◆ TASK REQUIREMENTS
From the pizzelle recipe passage below, return everything from "Reasons To Love" down to "to stay away!", copied word for word.

◆ SUPPLIED PASSAGE
This is a classic recipe for buttery crisp Italian pizzelle. Simple ingredients and a press are all you need for these anise-flavored cookies that are favorites on an Italian Christmas cookie tray!
This classic pizzelle recipe has been a long time coming. I posted dark chocolate pizzelle five years ago as a fun take on these traditional Italian wafer cookies, and then realized somewhere along the way that I never got around to sharing the classic recipe after all.
Today that changes, and just in time for the holidays.
Reasons To Love This Recipe
- This recipe produces reliably thin-yet-substantial pizzelle that stay crisp for weeks, making them a great make-ahead holiday cookie.
- While there's no getting around the time it takes to press pizzelle, the recipe steps are as quick as can be with no chill time required.
- These pizzelle have a present but balanced anise flavor that isn't overwhelming in the slightest. Even licorice nay-sayers won't be able to stay away!

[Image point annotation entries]
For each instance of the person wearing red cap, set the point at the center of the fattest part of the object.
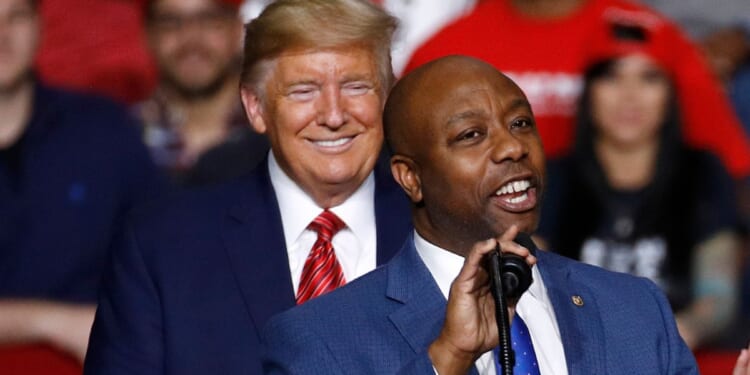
(193, 123)
(633, 197)
(195, 277)
(71, 165)
(544, 45)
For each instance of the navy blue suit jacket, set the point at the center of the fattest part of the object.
(196, 277)
(383, 323)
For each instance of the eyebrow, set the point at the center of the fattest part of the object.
(478, 114)
(519, 103)
(461, 116)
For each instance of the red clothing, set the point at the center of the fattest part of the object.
(96, 45)
(547, 58)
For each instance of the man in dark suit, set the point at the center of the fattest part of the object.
(468, 155)
(195, 277)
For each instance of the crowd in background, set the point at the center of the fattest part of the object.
(645, 119)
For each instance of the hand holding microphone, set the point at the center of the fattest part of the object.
(470, 327)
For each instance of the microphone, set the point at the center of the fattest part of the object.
(510, 276)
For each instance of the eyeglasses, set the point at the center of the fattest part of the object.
(206, 20)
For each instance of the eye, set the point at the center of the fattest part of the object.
(522, 123)
(356, 88)
(469, 135)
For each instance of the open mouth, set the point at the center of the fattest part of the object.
(517, 195)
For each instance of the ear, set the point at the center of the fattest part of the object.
(406, 173)
(253, 108)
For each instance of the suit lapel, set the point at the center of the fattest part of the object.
(410, 283)
(253, 235)
(392, 216)
(579, 323)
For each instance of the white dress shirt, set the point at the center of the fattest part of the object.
(355, 245)
(534, 307)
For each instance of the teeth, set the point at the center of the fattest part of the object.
(518, 199)
(514, 187)
(333, 143)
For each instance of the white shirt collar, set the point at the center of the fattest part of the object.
(445, 267)
(298, 209)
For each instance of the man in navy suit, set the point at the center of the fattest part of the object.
(468, 155)
(195, 277)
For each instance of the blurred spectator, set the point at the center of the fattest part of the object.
(543, 45)
(723, 29)
(70, 166)
(632, 197)
(193, 123)
(418, 21)
(97, 46)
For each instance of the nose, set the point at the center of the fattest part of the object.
(331, 112)
(506, 146)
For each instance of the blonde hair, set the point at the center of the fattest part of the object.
(316, 24)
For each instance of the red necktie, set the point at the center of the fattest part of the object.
(322, 272)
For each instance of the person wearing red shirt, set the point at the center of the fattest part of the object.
(544, 46)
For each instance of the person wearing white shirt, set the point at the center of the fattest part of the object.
(467, 153)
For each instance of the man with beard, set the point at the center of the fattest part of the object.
(193, 123)
(70, 166)
(468, 154)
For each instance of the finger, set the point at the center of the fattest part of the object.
(509, 234)
(741, 368)
(510, 247)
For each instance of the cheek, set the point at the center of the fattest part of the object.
(603, 101)
(292, 118)
(366, 110)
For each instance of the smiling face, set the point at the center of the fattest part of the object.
(195, 43)
(472, 158)
(322, 112)
(19, 37)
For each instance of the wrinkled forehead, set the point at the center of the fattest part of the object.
(489, 93)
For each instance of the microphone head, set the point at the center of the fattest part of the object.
(516, 274)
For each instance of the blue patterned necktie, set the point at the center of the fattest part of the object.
(526, 363)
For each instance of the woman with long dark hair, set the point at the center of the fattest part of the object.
(632, 197)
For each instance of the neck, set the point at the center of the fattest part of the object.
(547, 9)
(15, 110)
(333, 197)
(206, 110)
(627, 168)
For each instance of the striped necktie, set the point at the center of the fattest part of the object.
(526, 363)
(322, 272)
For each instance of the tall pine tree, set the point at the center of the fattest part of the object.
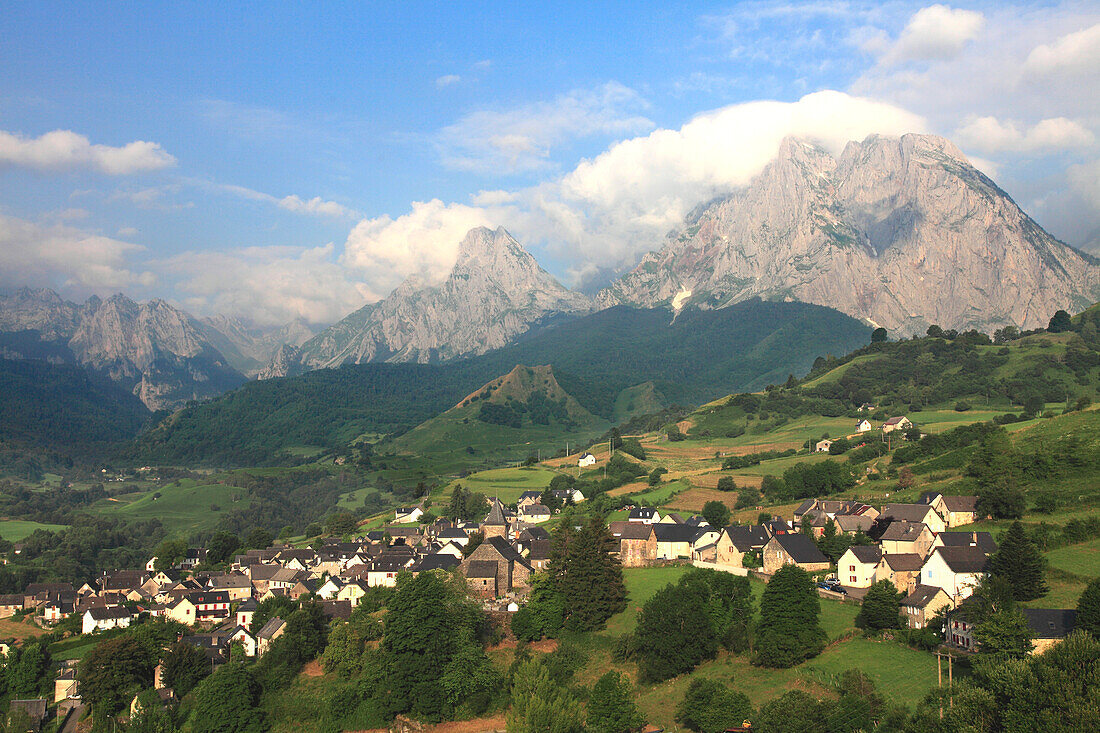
(790, 627)
(586, 575)
(1020, 564)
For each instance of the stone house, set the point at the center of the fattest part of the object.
(510, 570)
(637, 543)
(920, 606)
(856, 567)
(906, 537)
(902, 569)
(793, 549)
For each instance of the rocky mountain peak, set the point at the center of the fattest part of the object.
(899, 231)
(495, 292)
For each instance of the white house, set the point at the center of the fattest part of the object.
(101, 619)
(407, 514)
(897, 424)
(955, 569)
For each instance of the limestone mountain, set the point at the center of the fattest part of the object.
(249, 348)
(495, 293)
(901, 232)
(152, 349)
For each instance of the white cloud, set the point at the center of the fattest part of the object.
(612, 208)
(990, 135)
(315, 206)
(270, 285)
(523, 139)
(66, 258)
(64, 150)
(1074, 53)
(424, 242)
(619, 204)
(936, 32)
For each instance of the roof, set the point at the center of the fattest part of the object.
(960, 503)
(903, 532)
(631, 531)
(964, 559)
(437, 562)
(271, 627)
(903, 561)
(922, 595)
(982, 540)
(805, 506)
(867, 553)
(103, 613)
(905, 512)
(853, 522)
(746, 537)
(481, 569)
(801, 548)
(675, 533)
(496, 514)
(1051, 623)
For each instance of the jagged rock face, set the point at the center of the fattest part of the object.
(495, 292)
(151, 348)
(250, 349)
(903, 232)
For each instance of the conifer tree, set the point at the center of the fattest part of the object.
(880, 608)
(1020, 564)
(790, 627)
(611, 706)
(586, 575)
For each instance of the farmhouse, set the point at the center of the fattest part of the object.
(407, 514)
(793, 549)
(914, 513)
(956, 570)
(1049, 626)
(903, 570)
(906, 537)
(495, 568)
(920, 606)
(856, 567)
(897, 424)
(736, 540)
(637, 543)
(102, 619)
(674, 540)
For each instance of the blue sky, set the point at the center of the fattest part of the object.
(303, 161)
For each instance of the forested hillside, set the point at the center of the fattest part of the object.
(694, 358)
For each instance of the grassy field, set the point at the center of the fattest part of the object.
(19, 630)
(506, 484)
(1082, 559)
(184, 507)
(17, 529)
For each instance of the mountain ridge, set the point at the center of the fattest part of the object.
(899, 231)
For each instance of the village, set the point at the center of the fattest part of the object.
(923, 549)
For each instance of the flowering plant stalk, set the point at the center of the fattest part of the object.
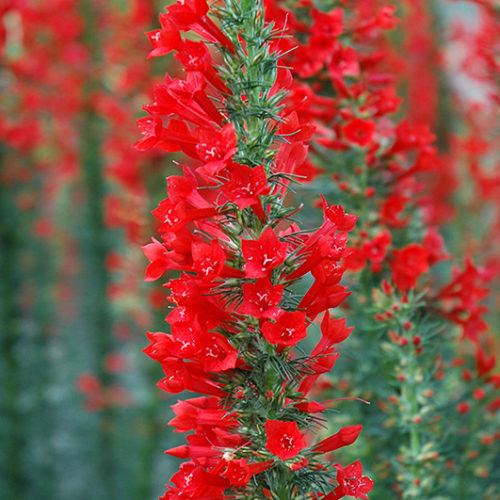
(406, 328)
(238, 309)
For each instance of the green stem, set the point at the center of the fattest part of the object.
(11, 429)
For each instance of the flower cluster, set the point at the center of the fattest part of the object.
(384, 171)
(239, 307)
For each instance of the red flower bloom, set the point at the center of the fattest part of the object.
(244, 186)
(351, 482)
(289, 329)
(263, 255)
(261, 298)
(208, 260)
(408, 264)
(284, 439)
(359, 131)
(345, 437)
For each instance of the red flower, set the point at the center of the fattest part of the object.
(164, 40)
(261, 298)
(391, 210)
(351, 482)
(408, 264)
(336, 214)
(244, 186)
(215, 148)
(288, 330)
(333, 332)
(359, 131)
(263, 255)
(345, 437)
(208, 260)
(284, 439)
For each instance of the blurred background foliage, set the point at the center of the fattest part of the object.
(79, 414)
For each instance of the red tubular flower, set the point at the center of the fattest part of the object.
(408, 264)
(261, 298)
(288, 330)
(345, 437)
(226, 228)
(359, 131)
(351, 482)
(263, 255)
(284, 439)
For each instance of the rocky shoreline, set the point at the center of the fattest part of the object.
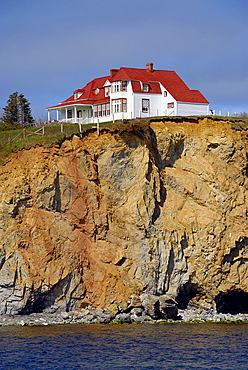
(95, 316)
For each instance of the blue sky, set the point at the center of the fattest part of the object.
(51, 47)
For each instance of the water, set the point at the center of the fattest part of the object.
(145, 346)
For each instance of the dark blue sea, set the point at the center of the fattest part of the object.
(136, 346)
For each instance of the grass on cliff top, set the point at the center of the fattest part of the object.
(14, 140)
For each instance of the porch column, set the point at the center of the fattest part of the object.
(75, 114)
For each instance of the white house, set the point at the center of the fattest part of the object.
(129, 93)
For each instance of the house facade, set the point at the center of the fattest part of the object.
(130, 93)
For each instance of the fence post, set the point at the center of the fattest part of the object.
(98, 128)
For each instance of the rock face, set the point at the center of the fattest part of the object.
(127, 220)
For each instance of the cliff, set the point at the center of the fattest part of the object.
(127, 218)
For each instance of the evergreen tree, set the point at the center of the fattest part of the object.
(17, 111)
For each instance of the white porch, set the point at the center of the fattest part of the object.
(71, 114)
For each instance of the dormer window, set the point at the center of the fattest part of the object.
(145, 87)
(116, 86)
(107, 91)
(77, 95)
(124, 86)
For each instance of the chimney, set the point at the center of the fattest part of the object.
(149, 67)
(113, 72)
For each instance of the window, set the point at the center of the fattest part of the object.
(124, 86)
(101, 110)
(116, 86)
(107, 91)
(145, 87)
(95, 111)
(77, 95)
(145, 105)
(119, 105)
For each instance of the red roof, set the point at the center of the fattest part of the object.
(169, 79)
(94, 91)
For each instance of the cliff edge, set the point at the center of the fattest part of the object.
(125, 219)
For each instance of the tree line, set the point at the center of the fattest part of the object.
(17, 113)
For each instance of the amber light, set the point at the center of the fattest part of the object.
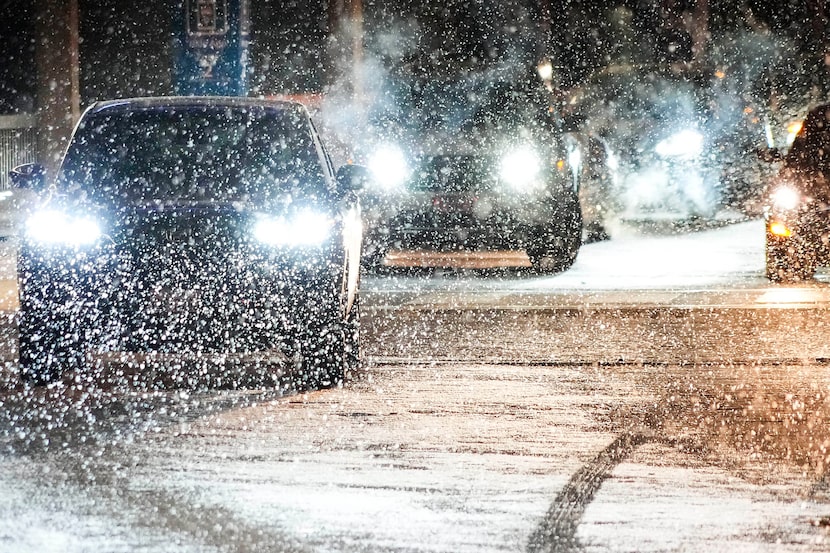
(780, 229)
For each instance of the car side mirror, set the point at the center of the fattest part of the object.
(769, 155)
(352, 178)
(29, 176)
(573, 122)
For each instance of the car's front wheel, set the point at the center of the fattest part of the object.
(554, 247)
(787, 260)
(50, 338)
(330, 348)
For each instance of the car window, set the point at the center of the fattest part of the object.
(193, 154)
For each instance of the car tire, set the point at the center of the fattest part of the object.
(327, 343)
(556, 249)
(48, 345)
(351, 360)
(787, 261)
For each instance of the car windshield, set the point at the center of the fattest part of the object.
(193, 154)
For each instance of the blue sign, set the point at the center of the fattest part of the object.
(212, 48)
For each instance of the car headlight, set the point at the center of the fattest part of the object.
(785, 197)
(58, 228)
(304, 228)
(686, 144)
(520, 168)
(388, 167)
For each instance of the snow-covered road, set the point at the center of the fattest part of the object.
(660, 396)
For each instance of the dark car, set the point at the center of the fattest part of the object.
(472, 166)
(208, 237)
(797, 211)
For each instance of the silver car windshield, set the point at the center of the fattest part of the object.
(193, 154)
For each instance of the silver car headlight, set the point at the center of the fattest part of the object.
(520, 168)
(303, 228)
(785, 197)
(687, 144)
(389, 167)
(55, 227)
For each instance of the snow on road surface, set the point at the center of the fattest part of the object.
(499, 434)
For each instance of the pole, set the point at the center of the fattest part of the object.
(58, 83)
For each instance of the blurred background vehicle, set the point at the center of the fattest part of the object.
(467, 153)
(797, 209)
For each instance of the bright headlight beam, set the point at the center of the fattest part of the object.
(388, 167)
(57, 228)
(520, 168)
(303, 228)
(685, 144)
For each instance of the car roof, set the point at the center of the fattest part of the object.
(163, 102)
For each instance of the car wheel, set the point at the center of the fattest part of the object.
(787, 261)
(351, 361)
(48, 345)
(553, 252)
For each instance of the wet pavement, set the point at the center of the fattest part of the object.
(503, 415)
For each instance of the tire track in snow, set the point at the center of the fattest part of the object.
(557, 532)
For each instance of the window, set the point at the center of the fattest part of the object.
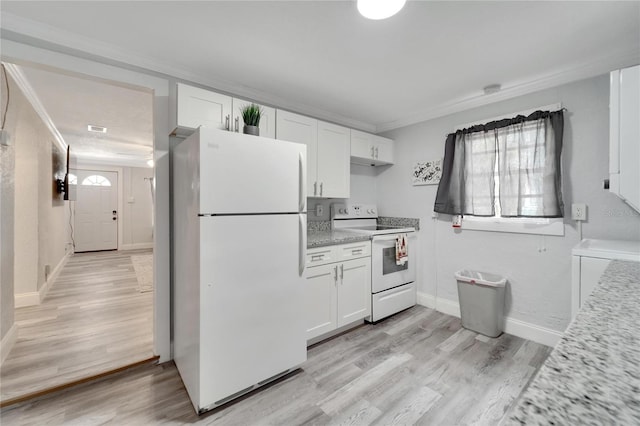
(505, 175)
(96, 180)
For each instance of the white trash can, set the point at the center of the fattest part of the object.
(481, 297)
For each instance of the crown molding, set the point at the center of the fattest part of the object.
(23, 84)
(602, 65)
(26, 31)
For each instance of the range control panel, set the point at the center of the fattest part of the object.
(354, 211)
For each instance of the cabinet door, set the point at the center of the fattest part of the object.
(591, 269)
(198, 107)
(298, 128)
(361, 145)
(383, 150)
(334, 168)
(354, 290)
(630, 136)
(321, 299)
(267, 119)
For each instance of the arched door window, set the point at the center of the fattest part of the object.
(96, 180)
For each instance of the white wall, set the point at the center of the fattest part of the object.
(41, 216)
(539, 281)
(138, 221)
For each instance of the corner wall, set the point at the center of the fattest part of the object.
(538, 267)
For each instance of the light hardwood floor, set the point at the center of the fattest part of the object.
(418, 367)
(92, 320)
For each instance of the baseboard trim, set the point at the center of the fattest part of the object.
(533, 332)
(136, 246)
(36, 297)
(7, 343)
(27, 299)
(65, 386)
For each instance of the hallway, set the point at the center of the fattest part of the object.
(94, 319)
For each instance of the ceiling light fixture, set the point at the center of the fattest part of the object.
(379, 9)
(96, 129)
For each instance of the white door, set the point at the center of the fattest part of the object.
(298, 128)
(334, 166)
(96, 211)
(321, 300)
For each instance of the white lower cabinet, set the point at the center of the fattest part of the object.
(338, 293)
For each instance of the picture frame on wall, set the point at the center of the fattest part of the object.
(427, 172)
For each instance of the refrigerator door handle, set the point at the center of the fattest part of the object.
(302, 241)
(302, 183)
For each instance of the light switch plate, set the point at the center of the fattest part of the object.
(579, 211)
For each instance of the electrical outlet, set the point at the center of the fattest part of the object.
(579, 211)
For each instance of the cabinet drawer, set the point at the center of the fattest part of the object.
(321, 256)
(353, 250)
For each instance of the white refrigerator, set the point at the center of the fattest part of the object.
(239, 247)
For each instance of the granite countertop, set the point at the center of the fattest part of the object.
(593, 374)
(321, 238)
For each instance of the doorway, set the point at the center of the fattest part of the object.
(96, 211)
(95, 316)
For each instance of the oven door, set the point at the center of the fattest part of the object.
(385, 273)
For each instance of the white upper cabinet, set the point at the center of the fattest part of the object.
(370, 150)
(192, 107)
(328, 168)
(267, 119)
(334, 169)
(624, 148)
(298, 128)
(196, 107)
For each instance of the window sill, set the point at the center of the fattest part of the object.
(541, 226)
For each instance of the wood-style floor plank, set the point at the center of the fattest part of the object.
(92, 320)
(418, 367)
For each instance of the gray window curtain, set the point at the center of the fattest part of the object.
(518, 158)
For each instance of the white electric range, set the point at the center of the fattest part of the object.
(393, 286)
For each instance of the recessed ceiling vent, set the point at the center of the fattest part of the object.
(96, 129)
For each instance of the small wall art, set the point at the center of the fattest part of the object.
(427, 172)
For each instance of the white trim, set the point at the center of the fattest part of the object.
(136, 246)
(600, 66)
(28, 92)
(36, 297)
(7, 343)
(525, 330)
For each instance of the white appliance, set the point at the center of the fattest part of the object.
(393, 286)
(239, 244)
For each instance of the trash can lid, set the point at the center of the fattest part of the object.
(483, 278)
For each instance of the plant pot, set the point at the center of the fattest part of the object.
(251, 130)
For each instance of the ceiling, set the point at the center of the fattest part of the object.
(72, 103)
(323, 59)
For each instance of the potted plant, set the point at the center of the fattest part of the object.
(251, 117)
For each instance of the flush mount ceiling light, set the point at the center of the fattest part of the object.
(379, 9)
(96, 129)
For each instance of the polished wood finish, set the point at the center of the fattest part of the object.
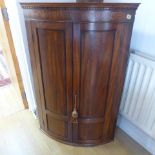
(79, 53)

◆ PROBLEM SOLUTION
Reasons To Love This Recipe
- This recipe produces reliably thin-yet-substantial pizzelle that stay crisp for weeks, making them a great make-ahead holiday cookie.
- While there's no getting around the time it takes to press pizzelle, the recipe steps are as quick as can be with no chill time required.
- These pizzelle have a present but balanced anise flavor that isn't overwhelming in the slightest. Even licorice nay-sayers won't be able to stay away!